----- PAGE TEXT
But it is in general agreement that above-nominal voltage reduces lifetime - which is the important point.
Jan, Interesting article all round.
As the cathode heats up, the temperature will not be uniform and the hotter areas will allow more current than the cooler areas. The current that flows will tend to concentrate in small hot areas, and that will increase the current density to higher values than will be the case at normal operation. That higher current density can locally damage the cathode
Did the part about the uneven anode-current distribution across the cathode derive from the van Mosselvelde interview?
I would have to look that up.
BTW Tomer lists heater regulation as one of the most effective means to prolong tube life, especially with continuously rising line voltages.
I've been building some stuff with heater supply by switching regulators. Very effective and very efficient, using the TPS5402 and TPS54331 parts.
----------
----- RECORDED INFORMATION
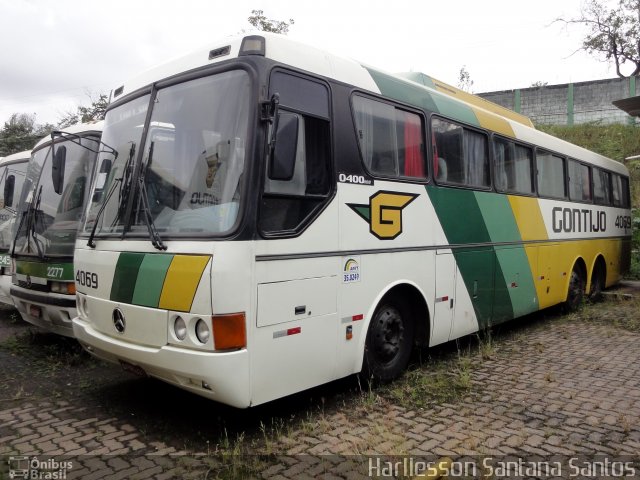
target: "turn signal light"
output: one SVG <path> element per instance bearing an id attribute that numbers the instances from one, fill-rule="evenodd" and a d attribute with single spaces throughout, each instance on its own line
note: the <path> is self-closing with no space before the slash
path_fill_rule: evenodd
----------
- SET PROBLEM 1
Reproduce the passage of the tube-life thread above between "As the cathode" and "rising line voltages.", inclusive.
- SET PROBLEM 2
List every person named in the tube-life thread above.

- EXERCISE RESPONSE 1
As the cathode heats up, the temperature will not be uniform and the hotter areas will allow more current than the cooler areas. The current that flows will tend to concentrate in small hot areas, and that will increase the current density to higher values than will be the case at normal operation. That higher current density can locally damage the cathode
Did the part about the uneven anode-current distribution across the cathode derive from the van Mosselvelde interview?
I would have to look that up.
BTW Tomer lists heater regulation as one of the most effective means to prolong tube life, especially with continuously rising line voltages.

- EXERCISE RESPONSE 2
Jan, van Mosselvelde, Tomer